■ **Exercise**
Extract every line of the listing below that contains the word "light", and treat uppercase and lowercase letters as different.

■ **Dataset records**
· · · · · · ·

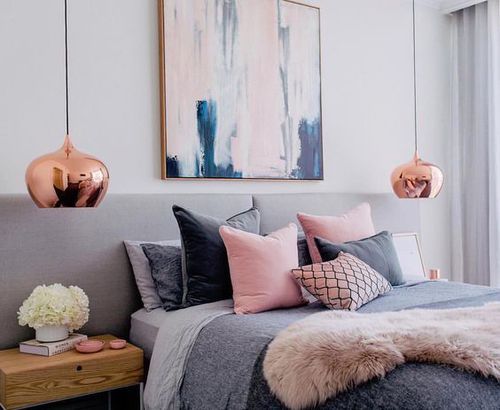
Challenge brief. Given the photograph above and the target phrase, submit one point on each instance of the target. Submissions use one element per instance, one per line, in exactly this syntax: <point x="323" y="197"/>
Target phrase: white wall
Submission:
<point x="366" y="84"/>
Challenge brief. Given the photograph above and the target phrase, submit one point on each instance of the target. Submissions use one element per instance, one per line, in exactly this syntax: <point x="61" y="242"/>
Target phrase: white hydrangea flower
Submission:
<point x="55" y="305"/>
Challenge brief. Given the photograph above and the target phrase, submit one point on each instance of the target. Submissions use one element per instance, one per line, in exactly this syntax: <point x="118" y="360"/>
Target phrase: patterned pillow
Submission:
<point x="343" y="283"/>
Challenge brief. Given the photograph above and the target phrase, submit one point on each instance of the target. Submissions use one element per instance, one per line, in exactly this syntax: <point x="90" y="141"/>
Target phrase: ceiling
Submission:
<point x="449" y="6"/>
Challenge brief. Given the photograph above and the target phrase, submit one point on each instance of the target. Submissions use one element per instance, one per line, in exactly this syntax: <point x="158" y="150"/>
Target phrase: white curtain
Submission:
<point x="475" y="147"/>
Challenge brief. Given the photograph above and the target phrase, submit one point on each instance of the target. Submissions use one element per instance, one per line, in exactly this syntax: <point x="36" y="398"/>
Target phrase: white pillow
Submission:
<point x="142" y="271"/>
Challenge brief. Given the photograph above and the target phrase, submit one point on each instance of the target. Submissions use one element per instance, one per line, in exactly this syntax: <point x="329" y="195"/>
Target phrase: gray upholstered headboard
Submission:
<point x="84" y="247"/>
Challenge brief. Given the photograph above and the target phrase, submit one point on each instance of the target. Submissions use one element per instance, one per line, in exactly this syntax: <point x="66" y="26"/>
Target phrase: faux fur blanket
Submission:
<point x="330" y="352"/>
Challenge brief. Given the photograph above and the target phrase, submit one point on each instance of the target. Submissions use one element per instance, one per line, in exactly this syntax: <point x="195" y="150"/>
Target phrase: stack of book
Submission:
<point x="53" y="348"/>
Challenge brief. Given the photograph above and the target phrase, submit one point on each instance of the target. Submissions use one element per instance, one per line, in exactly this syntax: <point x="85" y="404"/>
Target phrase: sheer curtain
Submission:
<point x="475" y="147"/>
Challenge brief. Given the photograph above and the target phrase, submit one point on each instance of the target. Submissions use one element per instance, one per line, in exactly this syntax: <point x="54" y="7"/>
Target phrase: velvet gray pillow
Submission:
<point x="166" y="271"/>
<point x="142" y="272"/>
<point x="205" y="257"/>
<point x="378" y="251"/>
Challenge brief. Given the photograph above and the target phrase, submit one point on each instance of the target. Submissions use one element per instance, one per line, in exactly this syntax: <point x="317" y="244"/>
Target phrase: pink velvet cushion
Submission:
<point x="352" y="226"/>
<point x="344" y="283"/>
<point x="260" y="268"/>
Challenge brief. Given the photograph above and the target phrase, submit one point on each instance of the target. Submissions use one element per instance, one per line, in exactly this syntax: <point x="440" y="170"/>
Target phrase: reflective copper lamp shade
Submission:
<point x="417" y="179"/>
<point x="67" y="178"/>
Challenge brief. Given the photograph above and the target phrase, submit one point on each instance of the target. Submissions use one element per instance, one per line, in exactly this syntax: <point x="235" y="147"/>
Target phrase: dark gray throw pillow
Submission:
<point x="378" y="251"/>
<point x="303" y="249"/>
<point x="205" y="256"/>
<point x="166" y="271"/>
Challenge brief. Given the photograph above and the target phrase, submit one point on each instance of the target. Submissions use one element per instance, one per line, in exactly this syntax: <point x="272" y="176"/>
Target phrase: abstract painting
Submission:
<point x="241" y="89"/>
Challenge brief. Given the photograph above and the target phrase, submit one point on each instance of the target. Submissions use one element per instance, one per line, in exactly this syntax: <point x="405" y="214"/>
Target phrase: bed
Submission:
<point x="205" y="357"/>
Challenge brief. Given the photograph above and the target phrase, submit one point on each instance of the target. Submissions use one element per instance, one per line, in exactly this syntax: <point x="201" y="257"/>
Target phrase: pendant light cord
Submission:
<point x="66" y="62"/>
<point x="415" y="113"/>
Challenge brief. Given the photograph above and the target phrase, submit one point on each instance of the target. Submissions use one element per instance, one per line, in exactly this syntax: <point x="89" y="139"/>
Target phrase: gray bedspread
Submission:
<point x="222" y="360"/>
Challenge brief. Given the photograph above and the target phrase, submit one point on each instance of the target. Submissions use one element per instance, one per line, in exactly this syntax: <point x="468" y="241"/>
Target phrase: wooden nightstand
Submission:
<point x="30" y="380"/>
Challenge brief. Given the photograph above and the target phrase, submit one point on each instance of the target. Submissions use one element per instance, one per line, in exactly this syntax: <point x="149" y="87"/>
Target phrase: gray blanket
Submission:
<point x="223" y="367"/>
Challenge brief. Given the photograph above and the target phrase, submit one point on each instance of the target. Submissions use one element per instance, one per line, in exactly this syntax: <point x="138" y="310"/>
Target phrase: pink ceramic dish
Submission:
<point x="89" y="346"/>
<point x="117" y="344"/>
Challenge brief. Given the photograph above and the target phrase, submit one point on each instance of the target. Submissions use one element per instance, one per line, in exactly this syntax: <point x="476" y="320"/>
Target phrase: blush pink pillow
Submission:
<point x="260" y="268"/>
<point x="354" y="225"/>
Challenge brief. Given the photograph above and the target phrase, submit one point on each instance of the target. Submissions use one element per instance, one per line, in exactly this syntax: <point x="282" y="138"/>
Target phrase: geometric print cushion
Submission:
<point x="343" y="283"/>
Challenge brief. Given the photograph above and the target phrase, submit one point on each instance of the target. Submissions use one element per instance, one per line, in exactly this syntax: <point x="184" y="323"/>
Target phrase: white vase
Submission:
<point x="47" y="334"/>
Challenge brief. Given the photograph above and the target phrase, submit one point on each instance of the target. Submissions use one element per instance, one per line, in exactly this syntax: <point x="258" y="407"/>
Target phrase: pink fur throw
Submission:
<point x="328" y="353"/>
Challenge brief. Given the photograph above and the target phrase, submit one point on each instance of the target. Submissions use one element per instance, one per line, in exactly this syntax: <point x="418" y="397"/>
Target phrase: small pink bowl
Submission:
<point x="89" y="346"/>
<point x="117" y="344"/>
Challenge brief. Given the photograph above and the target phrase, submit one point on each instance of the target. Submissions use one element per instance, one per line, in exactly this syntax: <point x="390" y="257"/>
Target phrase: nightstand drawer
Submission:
<point x="69" y="375"/>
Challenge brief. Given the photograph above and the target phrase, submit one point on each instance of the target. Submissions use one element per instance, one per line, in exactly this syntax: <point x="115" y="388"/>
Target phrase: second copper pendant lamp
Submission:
<point x="417" y="178"/>
<point x="67" y="178"/>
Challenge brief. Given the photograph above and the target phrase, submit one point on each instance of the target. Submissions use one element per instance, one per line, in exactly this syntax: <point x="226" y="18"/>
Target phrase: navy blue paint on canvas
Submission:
<point x="206" y="114"/>
<point x="173" y="167"/>
<point x="309" y="164"/>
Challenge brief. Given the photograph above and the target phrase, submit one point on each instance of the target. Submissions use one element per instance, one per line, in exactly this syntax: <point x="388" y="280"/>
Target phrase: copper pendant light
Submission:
<point x="417" y="178"/>
<point x="67" y="178"/>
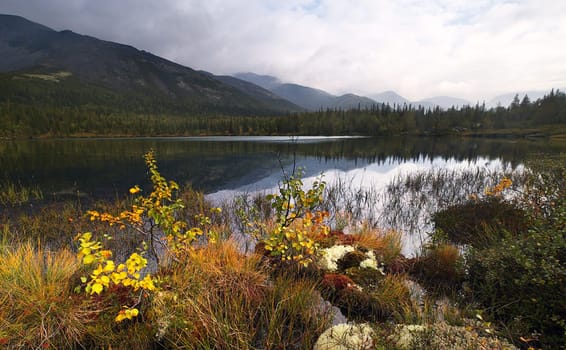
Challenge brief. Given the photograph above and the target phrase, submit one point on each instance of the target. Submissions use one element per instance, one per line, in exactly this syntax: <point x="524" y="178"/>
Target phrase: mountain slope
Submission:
<point x="444" y="102"/>
<point x="27" y="47"/>
<point x="304" y="96"/>
<point x="265" y="96"/>
<point x="391" y="98"/>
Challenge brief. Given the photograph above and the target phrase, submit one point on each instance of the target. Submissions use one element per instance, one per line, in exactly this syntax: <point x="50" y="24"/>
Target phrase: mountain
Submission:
<point x="307" y="97"/>
<point x="443" y="102"/>
<point x="33" y="52"/>
<point x="506" y="99"/>
<point x="267" y="82"/>
<point x="257" y="92"/>
<point x="391" y="98"/>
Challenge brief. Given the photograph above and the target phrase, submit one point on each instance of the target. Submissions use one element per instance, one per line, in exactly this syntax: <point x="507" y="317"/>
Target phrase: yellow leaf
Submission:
<point x="88" y="259"/>
<point x="97" y="288"/>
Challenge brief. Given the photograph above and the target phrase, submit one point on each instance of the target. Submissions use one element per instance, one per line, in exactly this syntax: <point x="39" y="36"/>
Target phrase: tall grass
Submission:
<point x="12" y="194"/>
<point x="39" y="308"/>
<point x="222" y="299"/>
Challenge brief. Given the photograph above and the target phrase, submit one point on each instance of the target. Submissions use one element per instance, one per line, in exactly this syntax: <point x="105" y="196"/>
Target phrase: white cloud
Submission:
<point x="470" y="49"/>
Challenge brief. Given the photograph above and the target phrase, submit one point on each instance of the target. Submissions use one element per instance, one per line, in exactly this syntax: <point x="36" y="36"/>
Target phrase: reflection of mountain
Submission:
<point x="108" y="167"/>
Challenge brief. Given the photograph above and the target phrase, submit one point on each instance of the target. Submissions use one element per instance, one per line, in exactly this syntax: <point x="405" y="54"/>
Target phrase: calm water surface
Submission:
<point x="106" y="167"/>
<point x="224" y="167"/>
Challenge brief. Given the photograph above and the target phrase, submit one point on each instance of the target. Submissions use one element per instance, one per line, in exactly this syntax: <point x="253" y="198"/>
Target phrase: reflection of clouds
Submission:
<point x="371" y="178"/>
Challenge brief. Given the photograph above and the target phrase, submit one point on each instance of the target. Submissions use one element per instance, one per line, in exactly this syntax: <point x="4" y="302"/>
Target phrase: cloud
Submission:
<point x="470" y="49"/>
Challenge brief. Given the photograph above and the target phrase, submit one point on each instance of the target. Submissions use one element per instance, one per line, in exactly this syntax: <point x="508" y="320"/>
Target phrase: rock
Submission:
<point x="346" y="337"/>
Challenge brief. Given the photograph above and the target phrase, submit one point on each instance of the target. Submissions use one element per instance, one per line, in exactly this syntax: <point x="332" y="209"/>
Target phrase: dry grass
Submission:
<point x="386" y="244"/>
<point x="39" y="308"/>
<point x="211" y="300"/>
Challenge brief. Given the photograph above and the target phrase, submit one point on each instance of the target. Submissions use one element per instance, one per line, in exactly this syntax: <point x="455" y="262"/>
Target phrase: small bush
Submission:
<point x="480" y="222"/>
<point x="440" y="268"/>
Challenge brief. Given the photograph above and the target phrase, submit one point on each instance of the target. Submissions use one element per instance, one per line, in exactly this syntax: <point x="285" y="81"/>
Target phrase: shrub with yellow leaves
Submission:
<point x="155" y="217"/>
<point x="107" y="274"/>
<point x="299" y="224"/>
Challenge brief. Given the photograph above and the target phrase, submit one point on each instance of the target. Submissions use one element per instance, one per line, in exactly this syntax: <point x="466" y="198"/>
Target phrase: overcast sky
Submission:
<point x="473" y="49"/>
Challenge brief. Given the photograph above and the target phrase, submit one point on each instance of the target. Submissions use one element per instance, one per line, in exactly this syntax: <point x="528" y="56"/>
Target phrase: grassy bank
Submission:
<point x="161" y="268"/>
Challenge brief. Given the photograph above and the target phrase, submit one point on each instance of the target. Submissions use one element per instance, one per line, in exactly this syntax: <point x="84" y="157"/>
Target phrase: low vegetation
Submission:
<point x="162" y="268"/>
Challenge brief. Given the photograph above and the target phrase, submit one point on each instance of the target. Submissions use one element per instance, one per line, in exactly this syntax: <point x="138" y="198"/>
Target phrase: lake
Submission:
<point x="224" y="167"/>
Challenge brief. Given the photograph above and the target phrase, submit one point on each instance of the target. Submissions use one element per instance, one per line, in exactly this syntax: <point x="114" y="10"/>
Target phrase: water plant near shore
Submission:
<point x="210" y="294"/>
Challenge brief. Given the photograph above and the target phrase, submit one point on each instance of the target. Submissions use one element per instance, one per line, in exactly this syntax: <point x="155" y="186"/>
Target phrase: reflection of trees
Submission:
<point x="112" y="165"/>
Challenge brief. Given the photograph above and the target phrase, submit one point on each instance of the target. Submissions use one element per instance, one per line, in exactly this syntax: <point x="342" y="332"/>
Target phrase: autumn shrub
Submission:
<point x="294" y="314"/>
<point x="440" y="268"/>
<point x="211" y="299"/>
<point x="223" y="299"/>
<point x="520" y="280"/>
<point x="39" y="308"/>
<point x="479" y="222"/>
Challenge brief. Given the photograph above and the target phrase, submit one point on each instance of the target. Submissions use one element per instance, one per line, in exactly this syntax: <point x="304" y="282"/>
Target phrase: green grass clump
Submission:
<point x="13" y="195"/>
<point x="39" y="308"/>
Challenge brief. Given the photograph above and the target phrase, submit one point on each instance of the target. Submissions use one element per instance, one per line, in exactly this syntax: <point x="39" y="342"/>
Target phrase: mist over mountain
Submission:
<point x="505" y="100"/>
<point x="316" y="99"/>
<point x="32" y="51"/>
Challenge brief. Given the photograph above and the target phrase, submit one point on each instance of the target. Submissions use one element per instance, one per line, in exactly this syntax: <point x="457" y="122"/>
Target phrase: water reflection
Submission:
<point x="106" y="167"/>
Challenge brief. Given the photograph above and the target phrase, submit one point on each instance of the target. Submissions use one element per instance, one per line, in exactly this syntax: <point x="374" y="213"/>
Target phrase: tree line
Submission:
<point x="28" y="113"/>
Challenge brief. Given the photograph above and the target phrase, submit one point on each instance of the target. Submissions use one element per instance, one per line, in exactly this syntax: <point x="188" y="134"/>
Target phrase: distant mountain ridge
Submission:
<point x="28" y="47"/>
<point x="307" y="97"/>
<point x="315" y="99"/>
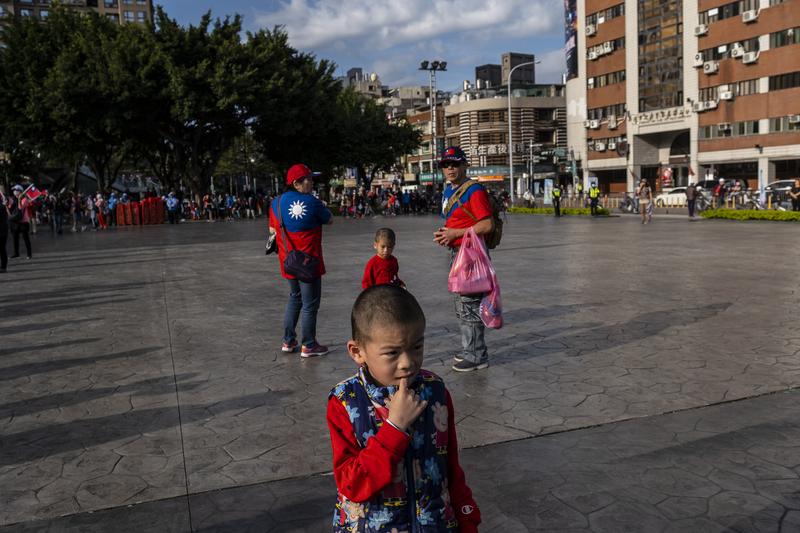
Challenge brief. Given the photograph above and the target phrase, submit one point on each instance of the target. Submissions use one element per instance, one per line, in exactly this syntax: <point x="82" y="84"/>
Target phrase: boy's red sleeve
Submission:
<point x="467" y="512"/>
<point x="369" y="278"/>
<point x="361" y="472"/>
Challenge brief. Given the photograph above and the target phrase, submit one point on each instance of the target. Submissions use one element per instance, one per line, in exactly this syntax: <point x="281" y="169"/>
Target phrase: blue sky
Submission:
<point x="391" y="38"/>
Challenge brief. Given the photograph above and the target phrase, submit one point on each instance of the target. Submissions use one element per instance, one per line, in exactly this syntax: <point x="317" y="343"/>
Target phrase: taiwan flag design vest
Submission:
<point x="417" y="499"/>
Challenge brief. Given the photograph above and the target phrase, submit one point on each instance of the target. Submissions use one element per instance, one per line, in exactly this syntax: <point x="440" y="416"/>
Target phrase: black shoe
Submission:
<point x="467" y="366"/>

· · · · · · ·

■ **Output of the exercise**
Target phrase: pendant light cord
Target phrase: copper pendant light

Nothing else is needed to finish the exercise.